> Work order A: Translate into French this sentence from the article on the Beijing Winter Olympics: "Overseas spectators will be excluded from the Games, meaning that tickets to the events will only be sold to people living in China."
> Work order B: Reproduce the stretch of the article on the Beijing Winter Olympics from "The secretary of" through "Olympic Park displays.".
> Work order C: In the article on the Beijing Winter Olympics, how many torchbearers will carry the flame in early February?

> Text passage:
▬▬▬▬▬▬▬▬▬▬
China has lit the symbolic flame for the 2022 Winter Olympics after the ceremonial lantern arrived from Athens, as human rights activists have campaigned for a boycott of the tournament in China over Beijing’s human rights breaches against the Uyghurs.
The secretary of the Communist Party secretary of Beijing Cai Qi lit the symbolic torch at the capital’s Olympic Tower on Wednesday to represent the Olympic flame’s arrival in China.
The flame had left Athens on Tuesday and travelled to Beijing in a red lantern designed as a Han Dynasty tomb artefact, carried by white-dressed torchbearers. The symbolic artefact will now be placed at Beijing’s Olympic Park displays.
In early February next year, 1,200 torchbearers will carry the flame through the three cities of Beijing, Yanqing, and the district of Zhangjiakou, which are the competition venues.
Approximately 2,900 athletes, representing 85 National Olympic Committees, will compete in the Winter Games from February 4 to 20, 2022.
If the tournament goes ahead, Beijing will become the first city to host both the summer and winter games.
The call for boycott
Rights groups have called for a boycott of the Beijing Games to protest what they termed as human rights atrocities in Tibet, Xinjiang, and Hong Kong. China rejects those claims and has repeatedly swatted aside talk of a boycott as “politicizing sport”.
In a news conference in the Greek capital on Tuesday, human rights activists persuaded governments and athletes worldwide to boycott the Beijing Games, saying that anything less would make the world complicit in tolerating what they called “genocide” by Beijing.
At Monday’s flame lighting ceremony in Olympia, Greece, activists grabbed the spotlight by unfurling a Tibetan flag and a banner that read “no genocide” before Greek police intervened.
A similar protest was held on Sunday at the Acropolis in Athens, where activists held up a “Free Hong Kong” sign. Two people were arrested.
Uyghur-Canadian activist Zumretay Arkin, “We are in Athens to tell the international community that the Olympic Games are being handed over to a country actively committing a genocide.”
The Uyghur’s Issue
Rights groups say more than one million Uyghurs and other Muslim minority groups in Xinjiang have been held in camps in recent years, their rights to worship and freedoms heavily curtailed by Chinese authorities.
The United States has described the treatment of the Uyghurs as “genocide”.
After initially denying the existence of the Xinjiang camps, China later defended them as vocational training centres aimed at curbing religious “extremism”.
OIC take on the issue
The president of the International Olympic Committee (IOC) Thomas Bach has dismissed talk of a potential boycott, stressed the global sporting body’s political neutrality and said that it was up to governments to live up to their responsibilities.
A victim of the 1980 Moscow Games boycott, the former fencer has said that such moves only punish athletes, and insists the IOC is addressing the rights issue “within our remit”.
Bach said, “In these difficult times we are still living through, the Olympic Winter Games Beijing 2022 will be an important moment to bring the world together in a spirit of peace, friendship, and solidarity.”
It will be the second Olympics to be held under the shadow of the coronavirus pandemic after the Tokyo Games earlier this year.
Participants in the upcoming Olympics will stay in a “closed-loop” bubble to thwart infections, with athletes having to be either fully vaccinated or face 21 days’ quarantine.
Overseas spectators will be excluded from the Games, meaning that tickets to the events will only be sold to people living in China.
China has largely sealed its borders since the virus emerged in its central city of Wuhan towards the end of 2019, which has slowed the number of daily infections to a trickle.
▬▬▬▬▬▬▬▬▬▬
> The data:

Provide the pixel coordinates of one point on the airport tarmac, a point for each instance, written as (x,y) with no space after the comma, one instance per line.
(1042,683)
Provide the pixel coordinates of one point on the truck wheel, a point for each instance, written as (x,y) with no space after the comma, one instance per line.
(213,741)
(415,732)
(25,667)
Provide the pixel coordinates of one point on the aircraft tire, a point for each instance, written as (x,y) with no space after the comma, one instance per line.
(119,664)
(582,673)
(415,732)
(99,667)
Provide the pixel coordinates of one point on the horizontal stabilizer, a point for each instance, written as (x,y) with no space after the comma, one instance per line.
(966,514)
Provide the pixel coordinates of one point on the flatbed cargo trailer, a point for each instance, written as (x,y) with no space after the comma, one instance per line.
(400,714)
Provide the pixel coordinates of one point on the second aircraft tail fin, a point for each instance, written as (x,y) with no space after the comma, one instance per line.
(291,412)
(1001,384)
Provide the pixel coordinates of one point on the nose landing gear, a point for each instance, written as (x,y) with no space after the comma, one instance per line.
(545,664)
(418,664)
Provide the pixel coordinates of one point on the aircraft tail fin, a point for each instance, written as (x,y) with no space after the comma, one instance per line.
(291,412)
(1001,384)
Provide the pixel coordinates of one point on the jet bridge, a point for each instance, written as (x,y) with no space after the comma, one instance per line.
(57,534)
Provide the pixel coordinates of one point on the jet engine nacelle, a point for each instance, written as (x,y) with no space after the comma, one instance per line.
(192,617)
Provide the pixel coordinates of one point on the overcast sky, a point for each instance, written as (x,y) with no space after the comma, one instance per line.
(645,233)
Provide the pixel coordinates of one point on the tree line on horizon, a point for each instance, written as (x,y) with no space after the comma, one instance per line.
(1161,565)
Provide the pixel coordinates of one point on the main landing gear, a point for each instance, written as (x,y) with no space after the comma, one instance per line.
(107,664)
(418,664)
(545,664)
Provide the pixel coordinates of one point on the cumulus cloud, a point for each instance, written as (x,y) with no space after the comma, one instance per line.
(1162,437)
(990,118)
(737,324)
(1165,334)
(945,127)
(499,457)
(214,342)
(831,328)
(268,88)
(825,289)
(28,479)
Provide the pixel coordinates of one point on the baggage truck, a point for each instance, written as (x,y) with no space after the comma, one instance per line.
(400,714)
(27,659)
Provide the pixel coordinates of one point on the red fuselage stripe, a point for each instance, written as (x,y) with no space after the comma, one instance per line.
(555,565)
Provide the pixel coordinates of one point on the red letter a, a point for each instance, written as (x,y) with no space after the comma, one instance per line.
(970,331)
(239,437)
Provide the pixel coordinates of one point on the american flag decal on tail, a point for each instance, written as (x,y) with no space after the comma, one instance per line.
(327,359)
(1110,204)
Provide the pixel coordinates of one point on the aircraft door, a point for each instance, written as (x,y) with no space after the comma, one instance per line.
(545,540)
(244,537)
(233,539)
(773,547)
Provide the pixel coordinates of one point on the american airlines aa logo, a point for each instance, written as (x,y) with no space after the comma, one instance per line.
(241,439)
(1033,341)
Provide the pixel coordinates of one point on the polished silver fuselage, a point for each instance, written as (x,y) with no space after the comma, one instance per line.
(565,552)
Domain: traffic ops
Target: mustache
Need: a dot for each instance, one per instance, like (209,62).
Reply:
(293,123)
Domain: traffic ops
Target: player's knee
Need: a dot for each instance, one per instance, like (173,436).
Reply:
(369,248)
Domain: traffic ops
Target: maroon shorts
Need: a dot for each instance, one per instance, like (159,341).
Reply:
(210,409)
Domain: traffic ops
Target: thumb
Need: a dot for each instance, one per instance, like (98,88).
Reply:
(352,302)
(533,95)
▬▬▬▬▬▬▬▬▬▬
> Response box A: Les spectateurs étrangers seront exclus des Jeux, ce qui signifie que les billets pour les épreuves ne seront vendus qu'aux personnes résidant en Chine.

> Response box B:
The secretary of the Communist Party secretary of Beijing Cai Qi lit the symbolic torch at the capital’s Olympic Tower on Wednesday to represent the Olympic flame’s arrival in China.
The flame had left Athens on Tuesday and travelled to Beijing in a red lantern designed as a Han Dynasty tomb artefact, carried by white-dressed torchbearers. The symbolic artefact will now be placed at Beijing’s Olympic Park displays.

> Response box C: 1,200 torchbearers.